** Records for the task follows **

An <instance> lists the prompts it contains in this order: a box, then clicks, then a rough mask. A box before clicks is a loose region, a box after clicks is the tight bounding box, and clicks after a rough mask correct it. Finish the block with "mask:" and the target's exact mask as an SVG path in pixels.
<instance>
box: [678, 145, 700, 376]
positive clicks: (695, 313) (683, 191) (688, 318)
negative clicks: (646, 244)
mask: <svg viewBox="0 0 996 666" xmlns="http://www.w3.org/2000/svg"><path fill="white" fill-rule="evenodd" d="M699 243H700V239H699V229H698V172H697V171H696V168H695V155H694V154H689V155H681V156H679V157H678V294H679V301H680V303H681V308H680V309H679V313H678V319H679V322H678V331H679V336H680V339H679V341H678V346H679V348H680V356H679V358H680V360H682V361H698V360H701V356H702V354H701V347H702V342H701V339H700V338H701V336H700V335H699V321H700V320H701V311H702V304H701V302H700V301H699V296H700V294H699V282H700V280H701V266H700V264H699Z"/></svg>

** End of Records for the task **

▸ **What the task requires**: Output each line of the entries exactly, so that nothing is lost.

▸ **Answer space**:
An <instance> lists the prompts it contains in this order: a box, then clicks, then a rough mask. A box before clicks is a loose region, a box after clicks is the tight bounding box, and clicks after a rough mask correct it. Finish the block with "mask:" and the target's exact mask as an SVG path in pixels.
<instance>
box: [678, 145, 700, 376]
positive clicks: (695, 313) (683, 191) (688, 318)
negative clicks: (646, 244)
mask: <svg viewBox="0 0 996 666" xmlns="http://www.w3.org/2000/svg"><path fill="white" fill-rule="evenodd" d="M699 243H700V239H699V229H698V172H697V171H696V168H695V155H694V154H689V155H681V156H679V157H678V294H679V301H680V303H681V308H680V309H679V313H678V319H679V322H678V331H679V336H680V339H679V341H678V346H679V348H680V356H679V358H680V360H682V361H698V360H701V356H702V354H701V347H702V342H701V339H700V338H701V336H700V335H699V321H700V320H701V311H702V304H701V302H700V301H699V296H700V294H699V282H700V280H701V266H700V264H699Z"/></svg>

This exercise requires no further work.